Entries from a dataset
——————

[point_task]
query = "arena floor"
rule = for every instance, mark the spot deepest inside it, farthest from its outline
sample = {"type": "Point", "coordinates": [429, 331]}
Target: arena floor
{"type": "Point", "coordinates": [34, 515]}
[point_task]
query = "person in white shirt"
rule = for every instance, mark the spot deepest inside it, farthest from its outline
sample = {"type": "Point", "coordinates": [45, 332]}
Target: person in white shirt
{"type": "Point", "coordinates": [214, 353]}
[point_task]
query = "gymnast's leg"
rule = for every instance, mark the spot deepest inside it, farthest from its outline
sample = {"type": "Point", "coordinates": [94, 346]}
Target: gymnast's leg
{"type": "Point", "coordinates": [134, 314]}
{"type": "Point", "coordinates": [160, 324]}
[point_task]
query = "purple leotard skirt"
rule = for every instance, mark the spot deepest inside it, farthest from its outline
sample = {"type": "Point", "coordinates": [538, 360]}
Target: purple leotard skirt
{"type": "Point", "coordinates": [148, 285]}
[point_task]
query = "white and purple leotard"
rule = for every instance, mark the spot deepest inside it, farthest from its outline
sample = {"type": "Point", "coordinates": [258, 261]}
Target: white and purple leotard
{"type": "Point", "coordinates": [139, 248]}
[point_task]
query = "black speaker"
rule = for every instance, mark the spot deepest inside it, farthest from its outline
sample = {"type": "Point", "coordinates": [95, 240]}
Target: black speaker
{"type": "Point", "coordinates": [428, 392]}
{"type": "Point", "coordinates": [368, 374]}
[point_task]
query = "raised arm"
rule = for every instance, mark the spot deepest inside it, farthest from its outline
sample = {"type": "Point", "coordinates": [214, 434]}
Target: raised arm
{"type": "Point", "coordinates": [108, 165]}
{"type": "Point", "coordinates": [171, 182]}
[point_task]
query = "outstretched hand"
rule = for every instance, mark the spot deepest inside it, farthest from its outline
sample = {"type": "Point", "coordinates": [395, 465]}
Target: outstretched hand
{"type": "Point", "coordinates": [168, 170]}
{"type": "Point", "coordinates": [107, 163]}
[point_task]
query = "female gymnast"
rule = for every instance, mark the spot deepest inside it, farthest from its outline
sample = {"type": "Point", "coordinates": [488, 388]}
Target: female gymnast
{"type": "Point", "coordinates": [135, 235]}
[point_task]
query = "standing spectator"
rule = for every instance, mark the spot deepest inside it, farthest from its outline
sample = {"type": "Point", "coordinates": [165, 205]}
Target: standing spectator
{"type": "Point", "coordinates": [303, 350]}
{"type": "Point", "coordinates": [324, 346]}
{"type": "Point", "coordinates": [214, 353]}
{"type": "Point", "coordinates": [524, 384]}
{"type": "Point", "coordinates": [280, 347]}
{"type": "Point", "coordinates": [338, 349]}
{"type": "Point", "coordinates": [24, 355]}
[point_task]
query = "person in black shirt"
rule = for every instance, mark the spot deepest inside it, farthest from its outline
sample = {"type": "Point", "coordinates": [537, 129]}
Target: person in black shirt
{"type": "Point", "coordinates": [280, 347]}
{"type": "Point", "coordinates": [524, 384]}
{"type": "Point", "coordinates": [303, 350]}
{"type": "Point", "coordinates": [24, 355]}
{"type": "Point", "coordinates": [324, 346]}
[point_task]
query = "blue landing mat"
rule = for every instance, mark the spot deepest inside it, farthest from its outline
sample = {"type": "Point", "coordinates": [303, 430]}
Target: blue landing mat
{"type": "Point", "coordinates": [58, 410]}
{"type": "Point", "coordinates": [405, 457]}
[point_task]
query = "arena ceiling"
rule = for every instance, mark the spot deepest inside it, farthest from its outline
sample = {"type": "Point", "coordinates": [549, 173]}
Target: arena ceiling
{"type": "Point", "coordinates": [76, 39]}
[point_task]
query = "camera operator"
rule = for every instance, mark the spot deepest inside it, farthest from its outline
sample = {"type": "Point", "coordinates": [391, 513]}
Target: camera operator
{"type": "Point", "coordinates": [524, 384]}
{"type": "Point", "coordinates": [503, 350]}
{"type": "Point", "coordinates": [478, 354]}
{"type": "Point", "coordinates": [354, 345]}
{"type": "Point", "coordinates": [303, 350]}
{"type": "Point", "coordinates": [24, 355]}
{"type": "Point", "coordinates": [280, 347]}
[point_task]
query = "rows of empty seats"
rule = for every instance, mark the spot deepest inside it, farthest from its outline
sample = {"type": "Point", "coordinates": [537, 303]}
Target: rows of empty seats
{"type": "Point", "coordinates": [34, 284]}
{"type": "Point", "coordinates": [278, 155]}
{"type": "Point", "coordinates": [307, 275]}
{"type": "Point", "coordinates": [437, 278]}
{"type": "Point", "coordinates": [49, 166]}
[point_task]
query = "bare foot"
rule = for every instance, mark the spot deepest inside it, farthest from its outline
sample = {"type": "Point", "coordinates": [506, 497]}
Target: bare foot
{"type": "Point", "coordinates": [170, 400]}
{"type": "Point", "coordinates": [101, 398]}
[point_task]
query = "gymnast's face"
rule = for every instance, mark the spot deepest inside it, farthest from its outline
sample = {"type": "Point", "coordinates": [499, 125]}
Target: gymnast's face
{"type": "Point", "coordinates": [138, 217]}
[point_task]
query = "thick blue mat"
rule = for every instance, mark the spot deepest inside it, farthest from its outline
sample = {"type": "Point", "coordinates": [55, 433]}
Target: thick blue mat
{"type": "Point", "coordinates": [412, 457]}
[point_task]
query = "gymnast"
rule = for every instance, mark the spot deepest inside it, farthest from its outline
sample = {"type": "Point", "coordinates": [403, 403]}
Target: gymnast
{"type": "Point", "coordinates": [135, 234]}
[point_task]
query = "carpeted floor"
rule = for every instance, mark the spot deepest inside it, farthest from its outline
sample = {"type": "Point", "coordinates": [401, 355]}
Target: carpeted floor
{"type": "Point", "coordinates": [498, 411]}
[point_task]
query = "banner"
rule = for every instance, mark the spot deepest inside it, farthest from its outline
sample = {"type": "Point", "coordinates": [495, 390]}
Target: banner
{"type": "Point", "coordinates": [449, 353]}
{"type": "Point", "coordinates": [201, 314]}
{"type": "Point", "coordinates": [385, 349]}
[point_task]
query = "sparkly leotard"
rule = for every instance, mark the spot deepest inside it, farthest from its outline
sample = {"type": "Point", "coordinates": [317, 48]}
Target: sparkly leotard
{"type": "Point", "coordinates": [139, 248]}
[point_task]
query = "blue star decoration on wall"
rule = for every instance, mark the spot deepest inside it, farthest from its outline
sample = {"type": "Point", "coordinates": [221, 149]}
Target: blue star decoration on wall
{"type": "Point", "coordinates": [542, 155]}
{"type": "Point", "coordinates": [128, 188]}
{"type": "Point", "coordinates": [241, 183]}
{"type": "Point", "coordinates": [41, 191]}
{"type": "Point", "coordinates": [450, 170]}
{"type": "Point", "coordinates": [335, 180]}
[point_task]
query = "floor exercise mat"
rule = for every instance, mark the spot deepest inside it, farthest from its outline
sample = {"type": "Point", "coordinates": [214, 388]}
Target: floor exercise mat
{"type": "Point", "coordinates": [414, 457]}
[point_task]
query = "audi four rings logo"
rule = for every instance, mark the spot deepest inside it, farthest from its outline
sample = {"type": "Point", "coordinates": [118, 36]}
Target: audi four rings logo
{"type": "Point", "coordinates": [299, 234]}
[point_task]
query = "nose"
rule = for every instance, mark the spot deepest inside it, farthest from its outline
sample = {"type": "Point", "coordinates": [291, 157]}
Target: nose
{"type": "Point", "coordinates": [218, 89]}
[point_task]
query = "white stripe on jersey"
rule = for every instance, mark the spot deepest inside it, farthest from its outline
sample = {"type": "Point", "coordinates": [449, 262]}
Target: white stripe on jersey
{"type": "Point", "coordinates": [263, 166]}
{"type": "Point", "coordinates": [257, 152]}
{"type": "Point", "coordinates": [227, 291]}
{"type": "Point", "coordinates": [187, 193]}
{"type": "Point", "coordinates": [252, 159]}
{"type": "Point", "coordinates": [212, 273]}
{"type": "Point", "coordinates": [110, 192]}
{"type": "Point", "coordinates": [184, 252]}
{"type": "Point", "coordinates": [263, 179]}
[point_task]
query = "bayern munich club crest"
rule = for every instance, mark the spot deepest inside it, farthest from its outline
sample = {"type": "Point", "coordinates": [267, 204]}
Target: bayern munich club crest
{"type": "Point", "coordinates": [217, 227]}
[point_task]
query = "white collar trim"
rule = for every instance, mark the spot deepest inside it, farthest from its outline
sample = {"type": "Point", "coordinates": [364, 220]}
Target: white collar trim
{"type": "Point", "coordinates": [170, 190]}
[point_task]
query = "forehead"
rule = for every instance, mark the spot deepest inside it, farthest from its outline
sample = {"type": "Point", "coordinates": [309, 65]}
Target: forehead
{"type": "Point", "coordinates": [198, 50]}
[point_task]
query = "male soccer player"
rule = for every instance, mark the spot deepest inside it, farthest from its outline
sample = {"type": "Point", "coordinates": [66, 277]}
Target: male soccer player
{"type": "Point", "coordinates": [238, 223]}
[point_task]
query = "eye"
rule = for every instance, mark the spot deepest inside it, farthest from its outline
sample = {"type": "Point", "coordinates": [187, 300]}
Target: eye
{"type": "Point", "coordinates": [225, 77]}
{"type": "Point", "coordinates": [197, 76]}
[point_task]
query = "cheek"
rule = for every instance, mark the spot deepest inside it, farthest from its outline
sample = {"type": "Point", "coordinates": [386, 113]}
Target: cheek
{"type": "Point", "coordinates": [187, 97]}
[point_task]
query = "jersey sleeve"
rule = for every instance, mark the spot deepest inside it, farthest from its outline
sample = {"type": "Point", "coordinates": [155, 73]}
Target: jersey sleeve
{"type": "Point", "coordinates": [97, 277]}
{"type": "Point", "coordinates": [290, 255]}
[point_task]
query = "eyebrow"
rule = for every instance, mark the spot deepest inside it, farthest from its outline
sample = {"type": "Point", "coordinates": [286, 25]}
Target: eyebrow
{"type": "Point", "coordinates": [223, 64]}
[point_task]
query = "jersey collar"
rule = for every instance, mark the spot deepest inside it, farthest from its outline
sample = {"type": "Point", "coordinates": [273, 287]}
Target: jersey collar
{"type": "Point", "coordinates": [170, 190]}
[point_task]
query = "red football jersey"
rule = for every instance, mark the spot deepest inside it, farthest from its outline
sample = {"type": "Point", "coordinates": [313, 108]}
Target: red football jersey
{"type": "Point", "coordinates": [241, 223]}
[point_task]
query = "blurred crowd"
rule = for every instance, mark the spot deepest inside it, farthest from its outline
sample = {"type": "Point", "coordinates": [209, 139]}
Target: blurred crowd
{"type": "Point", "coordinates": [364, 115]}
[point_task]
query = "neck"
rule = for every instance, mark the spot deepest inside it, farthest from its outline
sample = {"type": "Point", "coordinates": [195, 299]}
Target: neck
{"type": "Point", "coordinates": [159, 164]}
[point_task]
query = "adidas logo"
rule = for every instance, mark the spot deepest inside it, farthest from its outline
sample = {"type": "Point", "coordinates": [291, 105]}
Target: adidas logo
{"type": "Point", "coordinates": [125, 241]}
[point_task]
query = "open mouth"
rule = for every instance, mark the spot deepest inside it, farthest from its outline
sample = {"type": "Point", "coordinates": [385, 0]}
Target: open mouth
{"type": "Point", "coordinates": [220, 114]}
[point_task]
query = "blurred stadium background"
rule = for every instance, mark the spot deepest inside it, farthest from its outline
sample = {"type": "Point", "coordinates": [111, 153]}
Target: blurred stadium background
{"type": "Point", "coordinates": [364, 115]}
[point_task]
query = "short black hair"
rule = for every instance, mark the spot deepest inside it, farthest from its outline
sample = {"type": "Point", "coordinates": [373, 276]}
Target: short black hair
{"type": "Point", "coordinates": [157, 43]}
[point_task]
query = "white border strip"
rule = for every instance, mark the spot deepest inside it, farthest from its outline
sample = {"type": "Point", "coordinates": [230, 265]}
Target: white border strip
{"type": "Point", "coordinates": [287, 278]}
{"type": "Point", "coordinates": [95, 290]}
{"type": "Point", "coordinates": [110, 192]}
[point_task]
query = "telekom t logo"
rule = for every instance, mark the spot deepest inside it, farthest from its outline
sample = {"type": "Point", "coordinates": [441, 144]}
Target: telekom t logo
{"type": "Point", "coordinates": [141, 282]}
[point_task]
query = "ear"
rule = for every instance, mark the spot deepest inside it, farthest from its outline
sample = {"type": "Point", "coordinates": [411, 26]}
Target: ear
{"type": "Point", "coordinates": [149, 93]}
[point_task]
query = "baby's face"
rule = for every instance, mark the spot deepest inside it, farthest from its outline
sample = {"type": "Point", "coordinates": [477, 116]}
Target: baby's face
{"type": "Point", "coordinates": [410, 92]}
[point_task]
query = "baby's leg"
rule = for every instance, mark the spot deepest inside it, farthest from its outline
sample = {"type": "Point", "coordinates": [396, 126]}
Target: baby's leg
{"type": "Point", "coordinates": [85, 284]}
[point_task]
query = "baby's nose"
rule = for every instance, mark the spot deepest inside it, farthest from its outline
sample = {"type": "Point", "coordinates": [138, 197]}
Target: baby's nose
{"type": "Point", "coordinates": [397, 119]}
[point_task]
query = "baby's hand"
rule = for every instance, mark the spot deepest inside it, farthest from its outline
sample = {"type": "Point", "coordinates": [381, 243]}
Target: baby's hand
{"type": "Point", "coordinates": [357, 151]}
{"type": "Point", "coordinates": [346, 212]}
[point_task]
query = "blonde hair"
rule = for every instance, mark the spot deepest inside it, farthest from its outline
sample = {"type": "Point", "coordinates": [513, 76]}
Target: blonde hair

——————

Tally the lines in the material that contain the string "trim", treating uppercase and lowercase as distinct, and give only the number.

Complete answer: 2